Saved entries:

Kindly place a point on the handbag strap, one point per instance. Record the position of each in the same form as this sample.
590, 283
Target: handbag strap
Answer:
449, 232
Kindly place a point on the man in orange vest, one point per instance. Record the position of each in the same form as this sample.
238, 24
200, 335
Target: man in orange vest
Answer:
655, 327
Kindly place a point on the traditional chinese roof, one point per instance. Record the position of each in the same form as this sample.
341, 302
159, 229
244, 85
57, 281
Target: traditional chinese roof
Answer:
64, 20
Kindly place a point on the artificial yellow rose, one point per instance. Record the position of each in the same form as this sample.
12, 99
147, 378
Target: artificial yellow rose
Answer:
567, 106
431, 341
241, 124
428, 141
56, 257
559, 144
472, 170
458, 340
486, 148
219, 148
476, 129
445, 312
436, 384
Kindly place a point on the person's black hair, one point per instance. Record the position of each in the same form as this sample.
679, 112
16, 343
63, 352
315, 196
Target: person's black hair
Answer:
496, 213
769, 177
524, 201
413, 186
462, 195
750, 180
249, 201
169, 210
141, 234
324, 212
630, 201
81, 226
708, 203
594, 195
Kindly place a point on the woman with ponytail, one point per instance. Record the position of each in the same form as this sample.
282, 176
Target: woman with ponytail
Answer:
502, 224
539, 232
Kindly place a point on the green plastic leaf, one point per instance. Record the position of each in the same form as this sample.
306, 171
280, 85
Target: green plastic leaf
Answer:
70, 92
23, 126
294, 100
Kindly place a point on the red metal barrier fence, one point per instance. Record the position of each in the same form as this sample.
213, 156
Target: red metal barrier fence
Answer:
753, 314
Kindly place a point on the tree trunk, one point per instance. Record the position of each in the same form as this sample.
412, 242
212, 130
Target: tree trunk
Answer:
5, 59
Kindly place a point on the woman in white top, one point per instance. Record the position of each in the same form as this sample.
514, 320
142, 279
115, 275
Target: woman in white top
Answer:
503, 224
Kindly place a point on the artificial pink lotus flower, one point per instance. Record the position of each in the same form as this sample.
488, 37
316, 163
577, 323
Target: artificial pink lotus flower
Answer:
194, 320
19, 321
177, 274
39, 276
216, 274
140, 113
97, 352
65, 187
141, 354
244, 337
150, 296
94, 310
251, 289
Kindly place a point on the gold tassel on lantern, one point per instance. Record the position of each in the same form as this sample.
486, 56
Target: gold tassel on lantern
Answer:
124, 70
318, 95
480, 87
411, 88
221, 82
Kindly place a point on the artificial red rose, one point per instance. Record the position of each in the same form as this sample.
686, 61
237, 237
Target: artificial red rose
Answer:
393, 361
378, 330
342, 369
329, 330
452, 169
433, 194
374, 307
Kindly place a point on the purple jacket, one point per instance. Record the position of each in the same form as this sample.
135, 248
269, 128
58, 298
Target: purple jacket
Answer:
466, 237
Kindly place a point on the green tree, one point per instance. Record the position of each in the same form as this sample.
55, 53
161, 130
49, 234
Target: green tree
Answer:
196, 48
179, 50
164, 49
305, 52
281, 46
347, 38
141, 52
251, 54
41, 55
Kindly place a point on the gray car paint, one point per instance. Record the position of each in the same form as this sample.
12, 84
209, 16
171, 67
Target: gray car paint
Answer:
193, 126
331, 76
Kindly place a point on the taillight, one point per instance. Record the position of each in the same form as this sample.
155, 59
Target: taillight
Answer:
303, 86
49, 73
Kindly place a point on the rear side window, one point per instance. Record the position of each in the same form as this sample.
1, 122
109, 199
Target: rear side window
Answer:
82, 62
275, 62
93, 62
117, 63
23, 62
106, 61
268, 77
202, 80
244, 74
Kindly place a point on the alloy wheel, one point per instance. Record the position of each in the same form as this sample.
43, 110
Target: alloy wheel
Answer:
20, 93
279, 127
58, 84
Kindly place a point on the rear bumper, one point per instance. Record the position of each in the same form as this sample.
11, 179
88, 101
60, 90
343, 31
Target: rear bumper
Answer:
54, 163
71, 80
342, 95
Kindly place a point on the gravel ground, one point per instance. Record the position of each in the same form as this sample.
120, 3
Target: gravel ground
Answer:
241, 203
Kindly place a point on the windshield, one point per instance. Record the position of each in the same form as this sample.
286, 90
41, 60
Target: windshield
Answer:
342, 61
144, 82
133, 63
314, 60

_WRITTEN EXERCISE_.
Repeat the data verbatim.

_SOLUTION FOR THIS TASK_.
Kindly place a point on the handbag strap, one point per instance. Record the position of each in the same form as this sample.
590, 283
Target: handbag strap
Answer:
449, 232
Kindly place a point on the man in orange vest, one point per instance. Record the position of each in the same form as this sample.
238, 24
200, 335
Target: man in orange vest
Answer:
655, 327
Kindly place a point on the traditional chinese roof, one point per instance. Record the position of each in the same form as this sample.
341, 302
159, 229
244, 85
57, 281
Target: traditional chinese roof
Answer:
64, 20
Kindly place a point on the artificial yellow rose, one point per instance. Record the position of each in the same form as this sample.
12, 99
147, 378
Target: artificial yellow rose
Answer:
567, 106
431, 341
241, 124
428, 141
56, 257
559, 144
472, 170
458, 340
486, 148
219, 148
476, 129
445, 312
436, 384
Kindly place a point on the person's black hair, one point per instance. Record the position of each in the same form as this sample.
679, 112
16, 343
63, 352
315, 196
Target: person's black hair
Answer:
496, 213
769, 177
524, 201
413, 186
462, 195
750, 180
249, 201
169, 210
141, 234
324, 212
630, 201
81, 226
708, 203
594, 195
Kindly place a point on the woman with ponytail, one point per instance. Record the position of each in the same form as this sample.
282, 176
Target: woman with ponytail
Answer:
502, 224
539, 232
Kindly place a point on the green plastic leaf, one point per instance. Record the position of each in the same form as this sample.
306, 171
280, 85
Target: green plastic leaf
Answer:
70, 92
23, 126
294, 100
Kindly place a point on the red metal barrier fence, one point per instance. Record the position of each in the same form as this sample.
213, 156
Target: red metal barrier fence
Answer:
753, 314
Kindly place a point on the tree trunk, one point per instance. Record the position of each in the same form as this sample.
412, 242
212, 130
Target: tree trunk
Answer:
5, 59
Kindly place a point on the woman in white top, one point per instance. Record the position of each in the same form as this sample.
514, 320
142, 279
115, 275
Target: woman in white top
Answer:
503, 224
Kindly place a point on the artificial pink lotus flower, one point per instance. Record the position of each in the same form as this sample.
488, 37
316, 163
577, 323
Target: artificial pink lotus flower
Answer:
194, 320
19, 321
177, 274
39, 276
216, 274
140, 113
97, 352
65, 187
141, 354
244, 337
150, 296
94, 310
251, 289
Kindly place a point on the gold tassel on lantern, one point per instance. Record the position of each in the same form as this sample.
486, 56
Target: gold tassel on lantern
Answer:
124, 70
318, 95
480, 87
411, 88
221, 82
Kindly place a point on the artificial red rose, one point per instance. Record the position of each in the same form as this sample.
686, 61
237, 237
Target: artificial red rose
Answer:
393, 361
378, 330
342, 369
329, 330
452, 169
433, 194
374, 307
Kindly place a point on the purple jacket, one point per instance. Record the position of each in the same form as this sample.
135, 248
269, 128
58, 298
Target: purple jacket
Answer:
466, 237
Kindly place a point on the green tree, one point per instance. Record the position of each in the same form as this sample.
55, 53
161, 130
49, 234
Target: green tree
Answer:
196, 48
179, 50
164, 49
305, 52
281, 46
347, 38
141, 52
251, 54
41, 55
Kindly place a point on the gray car paint, one point per instance. Record the position of each in the same form as this sample.
12, 84
209, 16
171, 67
Target: gray car paint
Answer:
193, 126
331, 76
Kindly place a point on the taillight, one point per instance. Record the position of each in the same form as this sample.
155, 59
Target: taillight
Answer:
303, 86
49, 73
Kindly place a point on the rear side window, one point per instance. Record the position of each in the same form as this sample.
1, 122
109, 199
Target: rear side window
Answer:
82, 62
275, 62
93, 62
117, 63
23, 62
106, 61
268, 77
202, 80
244, 74
Kindly place a point on the alloy wheel, one point per instance. Record the position of each in the same form as this sample.
43, 110
Target: alloy wheel
Answer:
20, 93
279, 127
58, 84
Kindly place a point on the rear bumper, one point per instance. Record the position of each in the same form as this sample.
11, 179
88, 101
60, 90
343, 31
Target: rear bumper
Answer:
54, 163
71, 80
342, 95
Kindly place a point on the gravel ground, one point per instance. Record the position of each in the same form as this sample.
120, 3
Target: gravel ground
Answer:
241, 203
Kindly place a point on the windshield, one point per instance. Record the position of each in the same form as this sample.
286, 90
41, 60
Target: windshield
Answer:
342, 61
144, 82
133, 63
314, 60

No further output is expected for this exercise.